In recent years, carbon-based materials are considered to be an alternative to Pt as electrocatalysts toward ORR, owing to its excellent catalytic activity, great stability, and good tolerates towards the methanol crossover effect. It is found that doping heteroatoms in carbon materials can effectively improve the catalytic performance and stability, especially nitrogen doped carbon materials. Previous studies demonstrate that the doped-nitrogen atom would change the charge distribution of carbon, therefore more favorable for chemisorption of oxygen molecule[8]. And thus, N-doped carbon can effectively weaken the O–O bonding followed by a 4-electron pathway reducing oxygen to OH- in alkaline electrolyte[9]. Generally, among various chemical states of N atoms, the pyridinicand graphitic-N contents have been considered as the most effective contribution to the ORR activity[10].
In this work, we present a nitrogen-doped carbon material derived from nitrogen-rich organic molecules glycoluril. The obtained catalyst not only exhibits efficient electrocatalytic performance under alkaline conditions, but also shows excellent long-term stability and great tolerates toward the methanol crossover effect.
2. EXPERIMENTAL
2.1 Chemicals and synthesis procedure
Glycoluril (99.9%, AR) was purchased from Adamas Reagent, Ltd. (China). Commercial Pt/C (20 wt.% metal) was purchased from Sigma-Aldrich. All reagents were commercially available and used without future purification. The nitrogen-doped carbon (NC) was obtained by pyrolysis glycoluril under nitrogen. 0.5 g glycoluril was placed in a tube furnace, maintained at 900 ℃ for 3 hours under N2 atmosphere with a heating rate of 5 ℃·min-1, and then naturally cooled to room temperature.

_Given information_
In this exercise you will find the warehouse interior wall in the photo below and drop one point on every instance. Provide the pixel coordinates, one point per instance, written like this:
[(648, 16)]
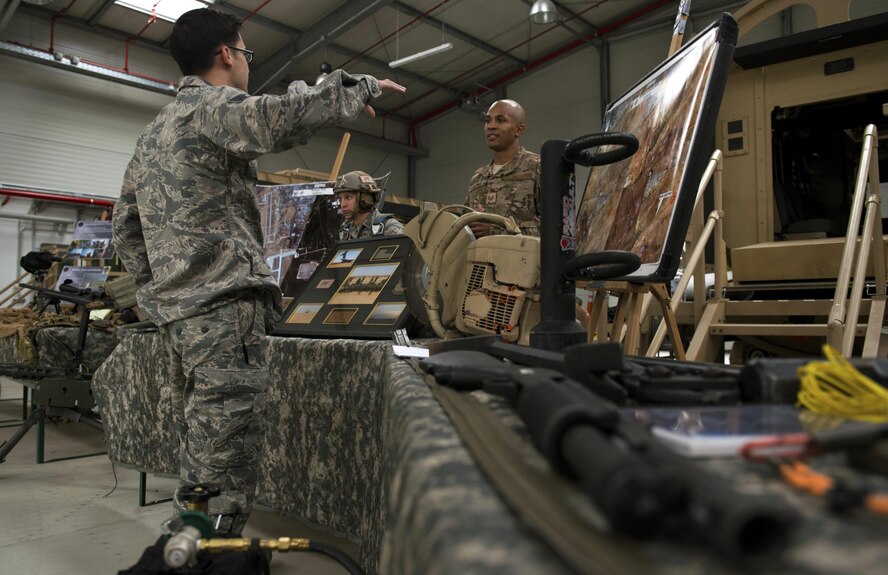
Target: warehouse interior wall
[(63, 131)]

_Directive 1_
Please copy the passage on nitrogen-doped carbon catalysts word for word, starting at "2. EXPERIMENTAL" and ending at "to room temperature.".
_Directive 2_
Answer these questions from the passage on nitrogen-doped carbon catalysts.
(a) From which company was the glycoluril purchased?
(b) At what temperature, and for how long, was the glycoluril held in the tube furnace?
(c) In alkaline electrolyte, what does N-doped carbon reduce oxygen to?
Answer using only the passage on nitrogen-doped carbon catalysts, not the material.

_Written response 1_
2. EXPERIMENTAL
2.1 Chemicals and synthesis procedure
Glycoluril (99.9%, AR) was purchased from Adamas Reagent, Ltd. (China). Commercial Pt/C (20 wt.% metal) was purchased from Sigma-Aldrich. All reagents were commercially available and used without future purification. The nitrogen-doped carbon (NC) was obtained by pyrolysis glycoluril under nitrogen. 0.5 g glycoluril was placed in a tube furnace, maintained at 900 ℃ for 3 hours under N2 atmosphere with a heating rate of 5 ℃·min-1, and then naturally cooled to room temperature.

_Written response 2_
(a) Adamas Reagent, Ltd. (China)
(b) 900 ℃ for 3 hours
(c) OH-